Could you write out every entry exactly as it stands?
>> BEGIN Records
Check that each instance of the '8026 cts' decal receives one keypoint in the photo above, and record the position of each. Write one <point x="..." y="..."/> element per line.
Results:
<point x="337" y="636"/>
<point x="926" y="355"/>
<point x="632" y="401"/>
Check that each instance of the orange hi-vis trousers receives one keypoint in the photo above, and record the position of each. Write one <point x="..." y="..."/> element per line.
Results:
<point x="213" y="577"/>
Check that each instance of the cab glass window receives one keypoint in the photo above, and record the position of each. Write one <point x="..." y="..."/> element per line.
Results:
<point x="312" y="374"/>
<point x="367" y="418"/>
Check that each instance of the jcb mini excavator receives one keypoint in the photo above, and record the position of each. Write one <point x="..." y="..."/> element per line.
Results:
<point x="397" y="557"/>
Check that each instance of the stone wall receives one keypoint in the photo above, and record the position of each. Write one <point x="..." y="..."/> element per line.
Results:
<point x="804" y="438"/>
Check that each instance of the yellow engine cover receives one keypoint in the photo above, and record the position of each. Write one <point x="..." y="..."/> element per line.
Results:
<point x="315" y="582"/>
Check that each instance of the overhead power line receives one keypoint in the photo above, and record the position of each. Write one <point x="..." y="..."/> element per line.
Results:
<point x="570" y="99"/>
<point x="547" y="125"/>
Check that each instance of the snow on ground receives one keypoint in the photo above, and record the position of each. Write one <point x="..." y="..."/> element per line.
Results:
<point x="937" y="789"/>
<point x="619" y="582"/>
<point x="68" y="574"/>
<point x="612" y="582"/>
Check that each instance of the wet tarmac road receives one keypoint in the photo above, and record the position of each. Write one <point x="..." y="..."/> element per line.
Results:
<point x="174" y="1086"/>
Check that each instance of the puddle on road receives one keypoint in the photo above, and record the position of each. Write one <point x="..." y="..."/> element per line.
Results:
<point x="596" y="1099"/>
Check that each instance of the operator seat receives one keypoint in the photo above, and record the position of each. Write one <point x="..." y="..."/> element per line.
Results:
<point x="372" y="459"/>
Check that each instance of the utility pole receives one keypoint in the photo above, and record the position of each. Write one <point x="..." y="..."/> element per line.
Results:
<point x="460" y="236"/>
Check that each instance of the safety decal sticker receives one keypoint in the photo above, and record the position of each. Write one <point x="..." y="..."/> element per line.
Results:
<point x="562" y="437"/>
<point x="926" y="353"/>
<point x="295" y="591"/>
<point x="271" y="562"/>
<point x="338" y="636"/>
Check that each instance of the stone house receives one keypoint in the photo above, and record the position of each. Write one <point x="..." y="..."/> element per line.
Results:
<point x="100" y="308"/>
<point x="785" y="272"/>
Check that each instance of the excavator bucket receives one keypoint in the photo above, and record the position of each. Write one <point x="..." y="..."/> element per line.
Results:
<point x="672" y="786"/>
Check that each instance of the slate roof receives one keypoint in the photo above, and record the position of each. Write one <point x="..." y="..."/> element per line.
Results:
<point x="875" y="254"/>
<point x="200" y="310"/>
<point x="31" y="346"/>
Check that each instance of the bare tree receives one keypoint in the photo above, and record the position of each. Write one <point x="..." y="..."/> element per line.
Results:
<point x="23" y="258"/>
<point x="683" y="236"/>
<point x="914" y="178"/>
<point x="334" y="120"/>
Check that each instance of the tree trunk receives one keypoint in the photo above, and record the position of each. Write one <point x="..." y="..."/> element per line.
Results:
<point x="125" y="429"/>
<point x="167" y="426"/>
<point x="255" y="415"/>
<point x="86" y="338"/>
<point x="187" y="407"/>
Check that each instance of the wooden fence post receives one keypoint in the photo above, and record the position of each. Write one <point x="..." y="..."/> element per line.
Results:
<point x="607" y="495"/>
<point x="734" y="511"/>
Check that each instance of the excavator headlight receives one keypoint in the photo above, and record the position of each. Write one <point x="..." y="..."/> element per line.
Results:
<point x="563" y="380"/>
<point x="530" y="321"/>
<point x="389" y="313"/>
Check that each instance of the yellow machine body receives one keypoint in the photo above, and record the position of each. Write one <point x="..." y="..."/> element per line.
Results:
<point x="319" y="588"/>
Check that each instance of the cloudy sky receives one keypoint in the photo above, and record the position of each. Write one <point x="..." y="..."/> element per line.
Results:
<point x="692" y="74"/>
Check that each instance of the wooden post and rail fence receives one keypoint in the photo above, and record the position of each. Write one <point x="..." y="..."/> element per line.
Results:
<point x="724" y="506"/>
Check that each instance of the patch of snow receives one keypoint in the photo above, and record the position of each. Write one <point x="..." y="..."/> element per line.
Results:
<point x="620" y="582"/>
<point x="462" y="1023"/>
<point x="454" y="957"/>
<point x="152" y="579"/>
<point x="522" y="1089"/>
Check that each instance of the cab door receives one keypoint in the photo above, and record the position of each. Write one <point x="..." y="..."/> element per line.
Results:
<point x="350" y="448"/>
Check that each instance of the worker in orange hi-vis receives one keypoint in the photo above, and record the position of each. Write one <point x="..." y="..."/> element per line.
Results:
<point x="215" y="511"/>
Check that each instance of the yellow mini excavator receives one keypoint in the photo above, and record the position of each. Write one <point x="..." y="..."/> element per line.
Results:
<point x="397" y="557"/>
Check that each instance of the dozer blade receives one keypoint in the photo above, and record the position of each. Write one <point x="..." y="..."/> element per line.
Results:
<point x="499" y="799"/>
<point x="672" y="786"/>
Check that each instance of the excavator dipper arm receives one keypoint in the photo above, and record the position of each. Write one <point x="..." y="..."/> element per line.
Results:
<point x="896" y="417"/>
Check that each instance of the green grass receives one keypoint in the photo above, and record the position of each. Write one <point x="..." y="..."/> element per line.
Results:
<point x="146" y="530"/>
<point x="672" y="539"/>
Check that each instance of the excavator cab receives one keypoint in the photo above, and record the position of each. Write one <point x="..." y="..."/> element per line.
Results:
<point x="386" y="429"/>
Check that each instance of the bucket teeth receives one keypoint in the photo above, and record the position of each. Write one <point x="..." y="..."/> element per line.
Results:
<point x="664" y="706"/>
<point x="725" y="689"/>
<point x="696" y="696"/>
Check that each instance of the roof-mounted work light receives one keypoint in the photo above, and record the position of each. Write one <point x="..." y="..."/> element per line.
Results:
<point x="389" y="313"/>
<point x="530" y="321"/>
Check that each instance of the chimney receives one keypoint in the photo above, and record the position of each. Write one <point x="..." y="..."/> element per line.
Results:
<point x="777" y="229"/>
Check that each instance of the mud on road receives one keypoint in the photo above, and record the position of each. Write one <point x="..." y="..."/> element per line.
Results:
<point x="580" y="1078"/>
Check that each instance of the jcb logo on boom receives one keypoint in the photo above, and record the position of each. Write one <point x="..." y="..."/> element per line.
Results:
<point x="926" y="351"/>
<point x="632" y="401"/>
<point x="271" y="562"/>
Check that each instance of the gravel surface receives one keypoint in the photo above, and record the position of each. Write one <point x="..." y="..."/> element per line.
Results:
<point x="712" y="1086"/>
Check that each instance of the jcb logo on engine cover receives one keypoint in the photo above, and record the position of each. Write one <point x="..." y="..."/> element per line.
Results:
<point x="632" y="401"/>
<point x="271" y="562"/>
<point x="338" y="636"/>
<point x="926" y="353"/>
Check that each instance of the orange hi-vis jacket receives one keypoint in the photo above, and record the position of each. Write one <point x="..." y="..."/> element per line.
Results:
>> END Records
* Solution to this problem
Check that each instance of the '8026 cts' decal receives one keypoint in the photo above, and record the position of each. Write one <point x="..." y="..."/> element per line.
Results:
<point x="337" y="636"/>
<point x="926" y="355"/>
<point x="632" y="401"/>
Check that each instance of the orange hi-vis trousers receives one keypoint in the photo above, and record the position of each. Write one <point x="..." y="..."/> element per line.
Results:
<point x="213" y="577"/>
Check that each instance of the cab glass window receives one keypoint in the photo above, and record the position of each. Write one <point x="..." y="..."/> element per line.
Results:
<point x="312" y="374"/>
<point x="367" y="418"/>
Check that each instance of the jcb mini excavator receives one keypoint in the photo above, and record the position of each. Write one <point x="..." y="..."/> element per line.
Results:
<point x="397" y="557"/>
Check that each instance of the stone wall receives one keypoint in the photo above, and record the position of each. Write one <point x="..." y="..."/> element per line.
Results:
<point x="804" y="438"/>
Check that each instance of the yellow engine cover receives one keypoint in the photo above, and record the position of each. Write one <point x="..." y="..."/> element per line.
Results:
<point x="315" y="582"/>
Check that each instance of the overhead power line receives one keypoint in the photo above, and record the position of each. Write one <point x="..." y="..."/> element per line.
Results:
<point x="570" y="99"/>
<point x="547" y="125"/>
Check that each instance of the snow on ground receives one keypoint in the photo above, and record the position of each. Write one <point x="..." y="..."/> element per line.
Results:
<point x="937" y="789"/>
<point x="619" y="582"/>
<point x="68" y="574"/>
<point x="612" y="582"/>
Check that each instance of the wet tarmac road receives one keypoint in the photo above, and record the position of each. Write one <point x="..." y="..."/> element per line.
Results:
<point x="174" y="1086"/>
Check that each instance of the puddle on road receives one keypoint in the photo above, and record the position of each. Write one <point x="..." y="..."/> element per line.
Results:
<point x="596" y="1099"/>
Check that each instance of the operator seat receives one keypoint in the photo above, and record the position of each. Write one <point x="..." y="..."/> element per line.
Results:
<point x="372" y="459"/>
Check that each instance of the utility pole receives one keypoint in the photo above, and record the position of each. Write one <point x="..." y="..."/> element per line.
Results:
<point x="460" y="236"/>
Check that each instance of the safety decal sticker receives one keypoint in the photo above, and record the position of each. Write one <point x="..." y="..."/> element per line.
Results:
<point x="562" y="437"/>
<point x="926" y="353"/>
<point x="295" y="591"/>
<point x="271" y="562"/>
<point x="338" y="636"/>
Check that each instance of the stone house receives one keypoint in the photo above, and record the position of each. Write one <point x="..." y="..."/> element per line.
Results:
<point x="100" y="308"/>
<point x="785" y="272"/>
Check that each instance of the excavator bucket receives one keypoint in the photo above, and record the position of each. Write one <point x="..." y="..."/> element per line.
Results:
<point x="672" y="786"/>
Check that each instance of the slate roof receives one keypoint in the photo above, and record the position of each. Write one <point x="..." y="..."/> element per line.
Results:
<point x="875" y="254"/>
<point x="200" y="310"/>
<point x="31" y="346"/>
Check that each instance of the bare tree receives one keypoint in the photo above, and record the position of each. Write one <point x="..." y="..."/> element per line.
Results:
<point x="23" y="258"/>
<point x="683" y="236"/>
<point x="914" y="178"/>
<point x="334" y="120"/>
Check that each instance of the tree trunk receives one keypoint in the photo above, and record the position of each. Write one <point x="..." y="..."/> element per line.
Results:
<point x="125" y="429"/>
<point x="167" y="426"/>
<point x="255" y="415"/>
<point x="86" y="338"/>
<point x="187" y="407"/>
Check that each instance of the wooden fence post receives one keypoint in the photo above, and record the position of each. Write one <point x="..." y="..."/> element per line.
Results:
<point x="607" y="495"/>
<point x="734" y="511"/>
Check that each instance of the excavator headlight receives one keypoint in the photo above, and record the position of each. Write one <point x="..." y="..."/> element per line.
Results:
<point x="563" y="380"/>
<point x="530" y="321"/>
<point x="389" y="313"/>
Check that each instance of the yellow machine body receives one keypoint in the photo above, and record the position of each. Write one <point x="..." y="..."/> element per line.
Results:
<point x="319" y="588"/>
Check that each instance of the cloudy sky receives one keypoint in the photo above, and record the position of each. Write one <point x="..." y="..."/> element per line.
Results:
<point x="692" y="74"/>
Check that each instance of the wooden post and rail fence receives one keypoint in the photo above, and record the position of each. Write one <point x="..." y="..."/> element per line.
Results:
<point x="724" y="506"/>
Check that each instance of the patch of snow receives one keypoint in the photo above, and record the position of each. Write one <point x="..." y="..."/> element per line.
Results:
<point x="620" y="582"/>
<point x="462" y="1023"/>
<point x="454" y="957"/>
<point x="152" y="579"/>
<point x="522" y="1089"/>
Check that each instance of the cab door receives one keypoint in the photo above, and record the position of each. Write one <point x="..." y="..."/> element per line.
Results:
<point x="350" y="448"/>
Check that each instance of the worker in orange hi-vis receives one keypoint in the photo above, and record the position of each. Write one <point x="..." y="..."/> element per line.
Results:
<point x="215" y="511"/>
Check that each instance of the yellow mini excavator receives one keypoint in the photo above, and record the position of each. Write one <point x="..." y="..."/> element per line.
Results:
<point x="397" y="557"/>
Check that each instance of the dozer blade receives one keypoint in the photo above, and record the position of each. Write one <point x="..." y="..."/> element per line.
Results:
<point x="499" y="799"/>
<point x="672" y="786"/>
Check that each instance of the excavator dipper arm receives one keypoint in the photo above, and record the position of each. Write one <point x="..." y="..."/> element per line.
Results:
<point x="896" y="417"/>
Check that each instance of the green grass receives one keypoint in the photo above, and record the position of each. Write one <point x="..." y="..."/> element per line.
Results:
<point x="146" y="530"/>
<point x="672" y="539"/>
Check that each instance of the excavator cab receives one keypoint in the photo above, and record the position of each. Write one <point x="..." y="..."/> element per line.
Results:
<point x="386" y="429"/>
Check that each instance of the bucket teeth receives one keypoint in the photo above, and record the position of each. Write one <point x="..." y="..."/> element per line.
Results:
<point x="664" y="706"/>
<point x="725" y="689"/>
<point x="696" y="696"/>
Check that each instance of the roof-mounted work light receives one keypoint in the photo above, and record the position of each. Write one <point x="..." y="..."/> element per line.
Results:
<point x="389" y="313"/>
<point x="530" y="321"/>
Check that each instance of the chimney receives one keypoint in the photo above, and record the position of each. Write one <point x="..." y="..."/> element per line.
Results:
<point x="777" y="229"/>
Check that each instance of the mud on road receives one keypoint in the photo above, and record the position of each. Write one <point x="..." y="..."/> element per line.
Results:
<point x="580" y="1078"/>
Check that each instance of the jcb logo on boom receives one keypoint in the photo above, and record the position of each. Write one <point x="..." y="..."/> element per line.
Results:
<point x="926" y="351"/>
<point x="632" y="401"/>
<point x="271" y="562"/>
Check that each instance of the gravel surface receives one keypoint in the photo above, and record the position of each. Write one <point x="..." y="..."/> element per line.
Results:
<point x="712" y="1086"/>
Check that each instance of the jcb logo on engine cover receives one keypoint in the photo above, and record the position of each. Write one <point x="..." y="..."/> element per line.
Results:
<point x="632" y="401"/>
<point x="271" y="562"/>
<point x="338" y="636"/>
<point x="926" y="353"/>
Check that each instance of the orange hi-vis jacket receives one keypoint in the photo above, and record the position of each. Write one <point x="..." y="..."/> element per line.
Results:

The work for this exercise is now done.